[[ SUPPLIED RECORDS open ]]

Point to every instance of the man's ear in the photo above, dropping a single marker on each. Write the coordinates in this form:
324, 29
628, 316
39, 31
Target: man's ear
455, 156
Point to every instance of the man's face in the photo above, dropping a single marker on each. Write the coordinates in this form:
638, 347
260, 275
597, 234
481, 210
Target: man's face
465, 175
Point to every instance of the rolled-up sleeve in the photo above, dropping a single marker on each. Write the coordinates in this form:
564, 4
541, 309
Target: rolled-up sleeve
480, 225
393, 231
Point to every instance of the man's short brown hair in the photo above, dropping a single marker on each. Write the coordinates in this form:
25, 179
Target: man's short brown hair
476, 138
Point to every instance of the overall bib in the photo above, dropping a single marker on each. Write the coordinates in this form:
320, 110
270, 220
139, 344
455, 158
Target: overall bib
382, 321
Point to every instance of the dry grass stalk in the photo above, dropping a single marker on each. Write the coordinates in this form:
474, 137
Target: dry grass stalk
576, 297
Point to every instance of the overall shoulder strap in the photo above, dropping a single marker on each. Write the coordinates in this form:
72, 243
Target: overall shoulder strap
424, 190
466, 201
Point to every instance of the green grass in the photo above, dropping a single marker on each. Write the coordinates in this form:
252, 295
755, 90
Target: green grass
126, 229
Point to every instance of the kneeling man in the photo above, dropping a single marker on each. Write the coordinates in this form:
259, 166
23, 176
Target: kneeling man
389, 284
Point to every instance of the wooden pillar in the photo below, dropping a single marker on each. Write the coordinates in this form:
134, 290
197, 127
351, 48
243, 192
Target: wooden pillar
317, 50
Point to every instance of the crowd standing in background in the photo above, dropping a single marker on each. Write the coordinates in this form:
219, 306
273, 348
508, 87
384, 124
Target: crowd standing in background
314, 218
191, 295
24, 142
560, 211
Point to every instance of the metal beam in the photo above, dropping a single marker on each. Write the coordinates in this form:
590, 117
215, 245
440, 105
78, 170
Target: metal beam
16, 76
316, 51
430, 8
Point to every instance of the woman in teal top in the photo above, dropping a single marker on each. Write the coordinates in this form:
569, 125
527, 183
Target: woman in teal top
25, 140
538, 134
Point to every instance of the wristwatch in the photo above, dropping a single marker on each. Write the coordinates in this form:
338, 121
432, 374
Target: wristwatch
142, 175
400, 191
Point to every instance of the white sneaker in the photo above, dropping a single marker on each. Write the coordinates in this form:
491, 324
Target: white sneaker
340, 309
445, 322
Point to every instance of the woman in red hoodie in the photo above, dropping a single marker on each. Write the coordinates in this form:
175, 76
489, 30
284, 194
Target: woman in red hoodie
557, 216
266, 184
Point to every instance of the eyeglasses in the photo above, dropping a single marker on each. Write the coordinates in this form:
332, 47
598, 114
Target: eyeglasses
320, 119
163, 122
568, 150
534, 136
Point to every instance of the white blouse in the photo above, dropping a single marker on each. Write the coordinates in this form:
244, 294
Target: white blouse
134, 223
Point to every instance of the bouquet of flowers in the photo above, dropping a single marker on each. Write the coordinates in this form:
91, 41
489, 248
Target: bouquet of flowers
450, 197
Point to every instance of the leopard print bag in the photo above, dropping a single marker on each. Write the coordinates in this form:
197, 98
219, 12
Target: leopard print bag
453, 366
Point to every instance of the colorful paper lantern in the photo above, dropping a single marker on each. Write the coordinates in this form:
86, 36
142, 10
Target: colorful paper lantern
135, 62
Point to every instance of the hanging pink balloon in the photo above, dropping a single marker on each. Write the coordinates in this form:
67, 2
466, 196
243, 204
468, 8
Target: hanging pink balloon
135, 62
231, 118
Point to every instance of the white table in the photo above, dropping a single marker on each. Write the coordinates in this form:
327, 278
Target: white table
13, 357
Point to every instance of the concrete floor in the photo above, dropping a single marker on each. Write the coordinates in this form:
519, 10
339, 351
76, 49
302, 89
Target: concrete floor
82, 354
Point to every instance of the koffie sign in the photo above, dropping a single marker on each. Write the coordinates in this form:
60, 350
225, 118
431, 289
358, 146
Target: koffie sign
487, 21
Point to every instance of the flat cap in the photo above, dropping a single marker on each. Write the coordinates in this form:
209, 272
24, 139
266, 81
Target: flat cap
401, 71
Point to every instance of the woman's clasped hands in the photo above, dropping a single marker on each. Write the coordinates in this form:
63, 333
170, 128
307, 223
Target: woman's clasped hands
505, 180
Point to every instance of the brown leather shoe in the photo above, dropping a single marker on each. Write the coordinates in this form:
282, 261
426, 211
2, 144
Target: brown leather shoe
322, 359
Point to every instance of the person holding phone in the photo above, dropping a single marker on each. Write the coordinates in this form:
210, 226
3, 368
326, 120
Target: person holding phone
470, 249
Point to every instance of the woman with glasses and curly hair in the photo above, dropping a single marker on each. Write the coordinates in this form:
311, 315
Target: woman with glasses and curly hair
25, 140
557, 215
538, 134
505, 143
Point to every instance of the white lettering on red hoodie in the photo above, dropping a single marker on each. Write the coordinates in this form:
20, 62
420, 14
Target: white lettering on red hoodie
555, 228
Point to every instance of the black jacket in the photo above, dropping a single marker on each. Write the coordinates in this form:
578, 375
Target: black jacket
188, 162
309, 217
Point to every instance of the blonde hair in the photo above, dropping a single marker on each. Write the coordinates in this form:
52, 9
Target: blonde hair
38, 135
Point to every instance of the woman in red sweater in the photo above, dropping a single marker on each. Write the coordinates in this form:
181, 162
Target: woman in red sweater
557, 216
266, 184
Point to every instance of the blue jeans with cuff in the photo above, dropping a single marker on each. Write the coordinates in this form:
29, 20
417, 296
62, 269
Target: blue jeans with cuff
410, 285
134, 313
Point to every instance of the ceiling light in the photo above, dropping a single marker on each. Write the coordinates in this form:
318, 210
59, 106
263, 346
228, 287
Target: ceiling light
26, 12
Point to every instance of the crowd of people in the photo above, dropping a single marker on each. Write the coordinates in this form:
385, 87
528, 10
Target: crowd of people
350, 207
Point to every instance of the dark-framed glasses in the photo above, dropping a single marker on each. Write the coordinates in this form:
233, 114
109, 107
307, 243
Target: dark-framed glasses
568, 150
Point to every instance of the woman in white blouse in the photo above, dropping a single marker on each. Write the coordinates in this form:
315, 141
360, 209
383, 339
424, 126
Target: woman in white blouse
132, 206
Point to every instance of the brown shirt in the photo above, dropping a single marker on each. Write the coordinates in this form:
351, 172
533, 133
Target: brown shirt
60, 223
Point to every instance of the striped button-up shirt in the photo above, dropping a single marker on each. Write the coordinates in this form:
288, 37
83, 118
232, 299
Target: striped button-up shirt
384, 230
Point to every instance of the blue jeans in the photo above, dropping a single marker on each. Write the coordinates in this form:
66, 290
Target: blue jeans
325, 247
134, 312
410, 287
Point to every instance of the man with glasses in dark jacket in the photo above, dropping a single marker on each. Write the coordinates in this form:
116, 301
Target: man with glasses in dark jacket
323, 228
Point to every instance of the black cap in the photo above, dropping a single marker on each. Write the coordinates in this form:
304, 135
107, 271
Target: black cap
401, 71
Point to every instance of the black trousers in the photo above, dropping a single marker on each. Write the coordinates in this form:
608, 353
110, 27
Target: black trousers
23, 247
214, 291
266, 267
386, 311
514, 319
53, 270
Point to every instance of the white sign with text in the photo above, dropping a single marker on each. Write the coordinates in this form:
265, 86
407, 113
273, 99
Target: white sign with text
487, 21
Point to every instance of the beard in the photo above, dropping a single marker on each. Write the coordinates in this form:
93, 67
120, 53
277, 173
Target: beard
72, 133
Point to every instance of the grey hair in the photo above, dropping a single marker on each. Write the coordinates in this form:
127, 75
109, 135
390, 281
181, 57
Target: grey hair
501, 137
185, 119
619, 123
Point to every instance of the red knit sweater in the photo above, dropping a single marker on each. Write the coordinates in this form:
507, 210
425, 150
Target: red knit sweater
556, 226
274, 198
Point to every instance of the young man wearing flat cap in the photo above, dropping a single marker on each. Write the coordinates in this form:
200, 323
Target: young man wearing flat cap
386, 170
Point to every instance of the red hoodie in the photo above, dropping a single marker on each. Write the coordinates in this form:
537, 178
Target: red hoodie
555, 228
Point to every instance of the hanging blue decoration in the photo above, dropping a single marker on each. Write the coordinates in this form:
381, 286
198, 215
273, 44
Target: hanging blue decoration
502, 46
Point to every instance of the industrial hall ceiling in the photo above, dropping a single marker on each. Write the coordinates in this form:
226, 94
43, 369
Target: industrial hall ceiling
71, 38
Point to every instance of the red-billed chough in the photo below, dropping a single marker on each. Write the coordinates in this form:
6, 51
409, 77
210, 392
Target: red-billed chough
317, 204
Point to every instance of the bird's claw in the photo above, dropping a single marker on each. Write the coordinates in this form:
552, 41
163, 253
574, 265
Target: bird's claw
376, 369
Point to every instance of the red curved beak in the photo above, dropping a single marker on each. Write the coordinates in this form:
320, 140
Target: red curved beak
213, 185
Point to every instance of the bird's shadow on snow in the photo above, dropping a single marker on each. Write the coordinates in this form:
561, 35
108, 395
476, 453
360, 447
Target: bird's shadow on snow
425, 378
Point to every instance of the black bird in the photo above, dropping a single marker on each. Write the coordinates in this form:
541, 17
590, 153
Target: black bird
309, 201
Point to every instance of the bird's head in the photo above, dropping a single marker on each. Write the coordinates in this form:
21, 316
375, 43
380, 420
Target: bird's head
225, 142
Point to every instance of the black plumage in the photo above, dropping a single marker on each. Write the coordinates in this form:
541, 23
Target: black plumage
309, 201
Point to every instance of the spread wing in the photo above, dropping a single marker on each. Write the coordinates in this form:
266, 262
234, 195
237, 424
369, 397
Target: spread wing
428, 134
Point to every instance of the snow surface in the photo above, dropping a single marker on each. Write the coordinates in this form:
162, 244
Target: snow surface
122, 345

[[ SUPPLIED RECORDS closed ]]

— PROBLEM —
All that is wanted is an exact copy of the lines above from the one with "Point to every instance of the red-billed" through the one with "Point to every instance of the bird's head", with both ends included.

— ANSWER BOX —
Point to every instance of the red-billed chough in the photo below, dropping a single marker on each. Write the coordinates in this form:
6, 51
409, 77
210, 392
Target: red-billed chough
317, 204
Point to every instance of the bird's claw in the photo above, dropping a single marker on each. Write the coordinates in this form:
552, 41
163, 253
574, 265
Target: bird's claw
376, 369
Point to every instance of the red curved beak in the photo above, dropping a single marker on each. Write the coordinates in this form:
320, 140
Target: red curved beak
213, 185
Point to every instance of the bird's shadow on snow in the photo above, dropping a single marker on each. Write the coordinates in this form:
561, 35
108, 395
476, 453
360, 447
Target: bird's shadow on snow
425, 378
Point to every instance of the black bird in the photo above, dropping a single marker on each. Write the coordinates in this form:
541, 17
590, 153
Target: black bird
309, 201
Point to every instance of the bird's head in the photo above, dropping a single marker on each. Write the coordinates in this form:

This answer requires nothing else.